**作業指示:**
1) 白内障の解説文に症状として挙げられているものをすべて列挙してください。
2) 白内障の解説文の続きを、最後の文の後から書いてください。

**提供テキスト:**
沖縄県医師会 > 健康の話 > うちなー健康歳時記 > うちなー健康歳時記2007年掲載分 > 白内障について

白内障について(2007年3月20日掲載)

石川 真(牧港眼科)

水晶体濁り視力低下

進行すれば手術が必要

白内障とは、目の中の水晶体というカメラのレンズに当たる部分が濁る病気です。水晶体が濁ると、目の中の神経に光が届かなくなったり、光が乱反射して、視力が低下します。

白内障の原因で最も多いのは、加齢によるもので「加齢性白内障」と呼ばれています。

個人差はありますが、誰でも年を取るにつれ、水晶体は濁ってきます。ほかには、アトピー性皮膚炎や糖尿病の合併症として現れるもの、目のけがや薬の副作用によるもの、母親が妊娠中に風疹(ふうしん)感染したことよる先天性のものなどがあります。

症状は、水晶体の濁り方によって異なりますが、主なものは「目がかすむ」といったものです。そのほかに、まぶしい、明るいところで見えにくい、メガネが合わなくなる、物が二重・三重に見えるなどがあります。

治療は、白内障が軽度で、日常生活に支障がない程度でしたら、点眼薬などで進行を遅らせます。薬剤は、水晶体が濁るスピードを遅くするもので、症状を改善したり、視力を回復させることはできません。白内障が進行し、日常生活に不自由を感じるようであれば、手術を行います。白内障以外の病気がある場合は、手術を工夫したり、全身状態をみて手術の時期を決めます。

抽出データ項目:
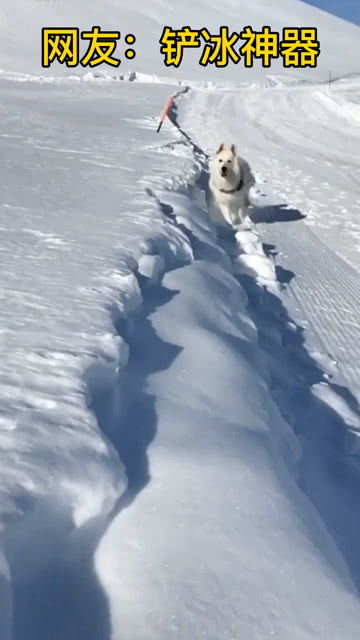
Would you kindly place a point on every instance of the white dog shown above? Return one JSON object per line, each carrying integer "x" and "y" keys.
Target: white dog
{"x": 230, "y": 182}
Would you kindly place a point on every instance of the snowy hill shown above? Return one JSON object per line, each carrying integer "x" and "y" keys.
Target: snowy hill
{"x": 179, "y": 427}
{"x": 21, "y": 37}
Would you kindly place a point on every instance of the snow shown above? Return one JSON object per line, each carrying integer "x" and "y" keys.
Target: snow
{"x": 21, "y": 39}
{"x": 179, "y": 420}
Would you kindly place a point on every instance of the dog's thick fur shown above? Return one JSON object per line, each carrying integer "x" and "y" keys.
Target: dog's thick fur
{"x": 229, "y": 185}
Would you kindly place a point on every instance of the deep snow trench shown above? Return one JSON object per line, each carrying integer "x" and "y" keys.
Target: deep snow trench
{"x": 205, "y": 401}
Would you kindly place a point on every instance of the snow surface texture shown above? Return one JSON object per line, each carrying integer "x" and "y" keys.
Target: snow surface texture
{"x": 21, "y": 38}
{"x": 175, "y": 412}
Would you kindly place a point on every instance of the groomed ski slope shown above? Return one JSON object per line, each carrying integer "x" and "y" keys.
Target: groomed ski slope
{"x": 179, "y": 411}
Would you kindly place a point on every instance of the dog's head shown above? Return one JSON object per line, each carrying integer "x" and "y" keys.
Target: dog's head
{"x": 225, "y": 160}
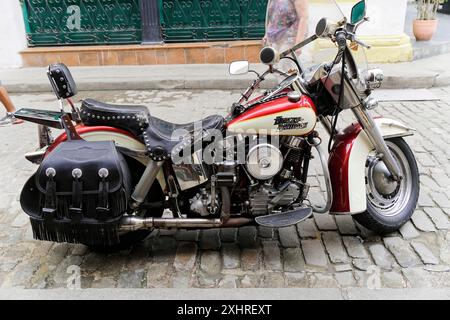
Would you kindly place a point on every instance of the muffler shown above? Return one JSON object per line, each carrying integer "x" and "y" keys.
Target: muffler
{"x": 133, "y": 223}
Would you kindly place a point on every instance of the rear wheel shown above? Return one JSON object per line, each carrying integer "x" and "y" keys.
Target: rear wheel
{"x": 389, "y": 203}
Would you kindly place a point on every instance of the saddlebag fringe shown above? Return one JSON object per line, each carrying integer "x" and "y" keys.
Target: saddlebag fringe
{"x": 65, "y": 231}
{"x": 79, "y": 194}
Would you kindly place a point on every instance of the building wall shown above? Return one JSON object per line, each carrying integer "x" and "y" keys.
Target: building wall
{"x": 12, "y": 35}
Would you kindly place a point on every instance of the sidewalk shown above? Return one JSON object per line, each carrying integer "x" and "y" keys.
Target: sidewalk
{"x": 424, "y": 73}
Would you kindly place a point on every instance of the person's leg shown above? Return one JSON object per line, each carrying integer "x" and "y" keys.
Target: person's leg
{"x": 6, "y": 101}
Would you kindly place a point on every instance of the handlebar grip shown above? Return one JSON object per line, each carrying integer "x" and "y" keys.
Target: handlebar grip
{"x": 341, "y": 39}
{"x": 269, "y": 55}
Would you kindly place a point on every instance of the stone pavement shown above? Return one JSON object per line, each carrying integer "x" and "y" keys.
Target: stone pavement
{"x": 323, "y": 252}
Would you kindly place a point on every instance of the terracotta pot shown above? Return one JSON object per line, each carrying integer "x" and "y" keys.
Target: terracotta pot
{"x": 424, "y": 29}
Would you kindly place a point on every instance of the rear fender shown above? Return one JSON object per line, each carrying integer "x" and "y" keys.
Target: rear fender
{"x": 347, "y": 164}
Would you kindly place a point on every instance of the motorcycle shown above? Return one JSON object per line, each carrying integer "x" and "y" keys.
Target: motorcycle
{"x": 109, "y": 178}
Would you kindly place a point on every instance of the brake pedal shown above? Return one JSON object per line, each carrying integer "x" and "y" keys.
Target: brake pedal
{"x": 284, "y": 219}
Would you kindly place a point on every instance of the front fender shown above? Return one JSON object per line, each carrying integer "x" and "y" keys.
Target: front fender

**解答一覧:**
1) 目がかすむ、まぶしい、明るいところで見えにくい、メガネが合わなくなる、物が二重・三重に見える

2)
手術の前には、手術が問題なくできるかを調べ、目に合う眼内レンズを選ぶために、いろいろな検査を行います。現在の眼内レンズはピントが一カ所に固定されていますので、術後のライフスタイルに合わせ度数を決めます。

現在の白内障の手術は主に、濁った水晶体を超音波で削りとり、代わりに人工のレンズを挿入する方法です。白内障が強く、硬くなっている場合は、水晶体を丸ごと取り出すこともあります。手術は局所麻酔で行われます。以前は、手術後の管理のため三―四日間ほど入院していましたが、最近では、患者さんの全身状態や手術後の通院に問題がなければ、日帰り手術を行う病院も増えてきています。しかし、すべての人が日帰り手術できるわけではありませんので、担当の先生との相談が必要です。

手術直後は、充血、ゴロゴロ感、涙目、かすみ等の症状が出る場合もありますが、数日―二週間では治まります。手術後は一週間ほど洗顔を止めたり、目をこすらないなどの注意が必要です。手術後一―三カ月は、炎症を抑え、感染を防ぐために点眼薬を数種類使用します。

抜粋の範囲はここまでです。